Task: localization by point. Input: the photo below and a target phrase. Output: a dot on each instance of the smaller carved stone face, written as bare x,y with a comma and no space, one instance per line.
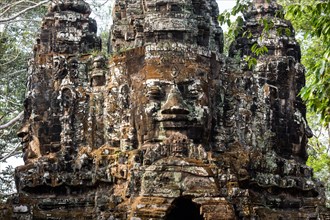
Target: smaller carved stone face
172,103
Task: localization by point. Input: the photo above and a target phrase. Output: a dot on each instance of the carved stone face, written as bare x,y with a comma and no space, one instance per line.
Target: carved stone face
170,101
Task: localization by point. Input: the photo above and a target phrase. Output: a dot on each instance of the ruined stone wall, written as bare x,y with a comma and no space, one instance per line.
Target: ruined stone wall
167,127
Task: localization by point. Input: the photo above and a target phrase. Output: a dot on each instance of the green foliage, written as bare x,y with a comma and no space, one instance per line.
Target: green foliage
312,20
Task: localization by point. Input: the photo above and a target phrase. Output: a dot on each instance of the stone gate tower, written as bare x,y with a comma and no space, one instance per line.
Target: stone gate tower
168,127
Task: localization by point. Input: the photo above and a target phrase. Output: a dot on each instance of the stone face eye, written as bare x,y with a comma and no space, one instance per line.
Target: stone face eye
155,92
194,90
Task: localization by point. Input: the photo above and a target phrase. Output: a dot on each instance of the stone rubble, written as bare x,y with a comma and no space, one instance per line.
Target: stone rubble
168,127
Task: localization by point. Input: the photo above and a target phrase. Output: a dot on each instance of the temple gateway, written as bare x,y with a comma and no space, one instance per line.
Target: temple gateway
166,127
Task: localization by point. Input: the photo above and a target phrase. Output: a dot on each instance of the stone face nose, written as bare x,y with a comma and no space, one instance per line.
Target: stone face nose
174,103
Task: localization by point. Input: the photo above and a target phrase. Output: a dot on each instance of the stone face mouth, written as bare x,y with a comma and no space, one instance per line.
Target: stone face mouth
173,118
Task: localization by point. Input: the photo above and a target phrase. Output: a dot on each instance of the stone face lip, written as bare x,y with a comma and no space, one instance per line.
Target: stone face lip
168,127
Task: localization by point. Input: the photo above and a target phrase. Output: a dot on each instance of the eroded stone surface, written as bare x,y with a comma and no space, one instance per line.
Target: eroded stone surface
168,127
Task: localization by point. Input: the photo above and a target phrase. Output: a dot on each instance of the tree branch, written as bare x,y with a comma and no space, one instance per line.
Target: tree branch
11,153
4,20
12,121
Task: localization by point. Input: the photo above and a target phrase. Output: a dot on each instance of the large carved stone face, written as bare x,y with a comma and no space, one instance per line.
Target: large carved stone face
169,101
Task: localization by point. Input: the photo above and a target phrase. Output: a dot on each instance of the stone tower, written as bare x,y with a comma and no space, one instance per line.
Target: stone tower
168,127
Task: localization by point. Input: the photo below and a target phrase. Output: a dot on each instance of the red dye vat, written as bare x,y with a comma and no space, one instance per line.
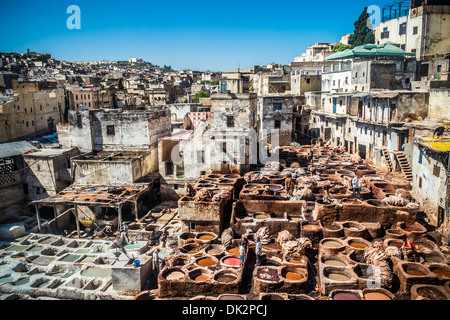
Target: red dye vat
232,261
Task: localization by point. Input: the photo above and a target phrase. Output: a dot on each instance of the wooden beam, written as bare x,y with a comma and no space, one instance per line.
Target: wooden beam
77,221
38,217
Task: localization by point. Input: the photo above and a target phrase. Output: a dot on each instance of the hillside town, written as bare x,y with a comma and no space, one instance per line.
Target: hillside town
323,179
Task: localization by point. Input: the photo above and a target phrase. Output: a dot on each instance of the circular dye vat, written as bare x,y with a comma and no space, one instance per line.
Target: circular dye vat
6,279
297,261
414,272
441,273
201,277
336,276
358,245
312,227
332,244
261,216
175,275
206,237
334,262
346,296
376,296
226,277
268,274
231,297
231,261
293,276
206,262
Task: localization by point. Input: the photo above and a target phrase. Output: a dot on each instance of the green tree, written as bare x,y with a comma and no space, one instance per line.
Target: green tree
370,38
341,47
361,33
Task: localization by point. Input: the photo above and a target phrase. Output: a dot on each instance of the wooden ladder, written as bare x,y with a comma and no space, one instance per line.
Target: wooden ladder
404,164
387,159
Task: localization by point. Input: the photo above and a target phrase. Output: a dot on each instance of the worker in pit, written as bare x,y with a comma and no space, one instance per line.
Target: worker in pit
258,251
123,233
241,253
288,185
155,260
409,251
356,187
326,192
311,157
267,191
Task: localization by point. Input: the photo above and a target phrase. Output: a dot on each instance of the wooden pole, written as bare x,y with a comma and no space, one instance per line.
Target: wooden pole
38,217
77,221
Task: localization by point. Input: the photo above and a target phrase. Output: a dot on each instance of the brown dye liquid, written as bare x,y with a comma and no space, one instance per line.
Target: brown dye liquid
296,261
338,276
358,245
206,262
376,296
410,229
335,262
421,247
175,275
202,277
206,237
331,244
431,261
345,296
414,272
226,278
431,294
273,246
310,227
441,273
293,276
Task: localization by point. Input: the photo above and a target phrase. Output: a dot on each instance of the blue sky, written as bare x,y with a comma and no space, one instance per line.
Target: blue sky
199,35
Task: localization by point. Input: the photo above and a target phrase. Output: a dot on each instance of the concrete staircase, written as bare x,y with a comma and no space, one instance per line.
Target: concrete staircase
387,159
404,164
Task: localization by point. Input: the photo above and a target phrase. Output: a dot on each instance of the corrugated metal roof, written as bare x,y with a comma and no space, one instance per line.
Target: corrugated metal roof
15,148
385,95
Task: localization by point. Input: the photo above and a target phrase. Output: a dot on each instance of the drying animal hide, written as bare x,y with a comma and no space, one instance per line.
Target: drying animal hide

=== Given instruction ===
Render the material as a JSON array of strings, one string per line with blank lines left out, starting at the line containing "of the blue" and continuing through the last line of the material, both ends included.

=== Solution below ===
[
  "Task: localization by point. Input: the photo above and a target phrase. Output: a dot on each instance of the blue sky, written as bare x,y with a comma and no space, one instance per line.",
  "Target: blue sky",
  "199,35",
  "Task: localization by point. Input: the photo above and a target phrase. Output: a dot on each instance of the concrete staircase, written as bare x,y with a comma and no space, one instance per line.",
  "Target: concrete staircase",
  "387,159",
  "404,164",
  "Task: localization by point. Input: the photo above and a target phrase. Output: a dot on each instance of the corrugated metal roof, written as bare x,y with a comma and no space, one instance per line.",
  "Target: corrugated metal roof",
  "15,148",
  "385,95",
  "Task: localization by point. Input: the photo above and a target phrase. Output: a dot on each instance of the drying animal hide, written as bare x,y with a comma and no space, one instance per line.",
  "Target: drying animal hide"
]